Estratto fornito
Così disse il lama, con voce ferma.
Scinè non cerca risultati. È la sospensione del fare per accedere a una dimensione non duale. Diversamente dalla mindfulness occidentale, che lavora su stress e benessere psicofisico, qui si punta a dissolvere l’identificazione con l’ego. È una pratica soteriologica, orientata al risveglio.
Ma per me, allora, era soprattutto uno spazio di ascolto radicale. E fu in quel silenzio che iniziai a percepire qualcosa di più antico.
IV. Quando il silenzio è ereditato
Durante una seduta di costellazioni familiari anni dopo, una paziente scoppiò a piangere senza sapere perché. Disse:
«Quando sto in silenzio, sento un dolore che non è mio. È come se ci fosse una voce, ma non riesco a tradurla.»

Consegna A
Ricopi fedelmente il passo dell'estratto cominciando dalle parole "Scinè non cerca" e fermandosi dopo le parole "orientata al risveglio.".
Consegna B
Secondo l'estratto, su che cosa lavora la mindfulness occidentale?

Dati forniti
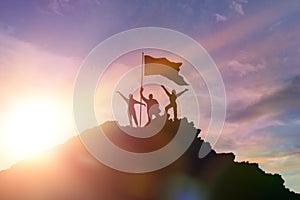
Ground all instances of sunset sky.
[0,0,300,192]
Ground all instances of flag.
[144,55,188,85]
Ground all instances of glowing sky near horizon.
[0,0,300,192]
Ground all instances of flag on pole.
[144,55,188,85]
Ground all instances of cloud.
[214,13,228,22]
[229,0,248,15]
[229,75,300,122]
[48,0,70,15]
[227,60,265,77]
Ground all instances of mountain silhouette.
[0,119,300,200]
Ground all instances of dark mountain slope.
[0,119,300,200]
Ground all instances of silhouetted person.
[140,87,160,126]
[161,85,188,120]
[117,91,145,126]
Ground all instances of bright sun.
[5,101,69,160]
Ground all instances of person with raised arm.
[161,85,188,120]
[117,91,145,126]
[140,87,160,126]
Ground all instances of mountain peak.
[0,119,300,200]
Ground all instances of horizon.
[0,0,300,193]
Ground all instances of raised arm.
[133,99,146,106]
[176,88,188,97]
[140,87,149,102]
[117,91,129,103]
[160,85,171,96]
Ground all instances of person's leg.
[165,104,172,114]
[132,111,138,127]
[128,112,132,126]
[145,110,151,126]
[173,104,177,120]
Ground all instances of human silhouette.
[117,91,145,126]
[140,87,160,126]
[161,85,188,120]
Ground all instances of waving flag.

Risultato del compito A
Scinè non cerca risultati. È la sospensione del fare per accedere a una dimensione non duale. Diversamente dalla mindfulness occidentale, che lavora su stress e benessere psicofisico, qui si punta a dissolvere l’identificazione con l’ego. È una pratica soteriologica, orientata al risveglio.

Risultato del compito B
Su stress e benessere psicofisico.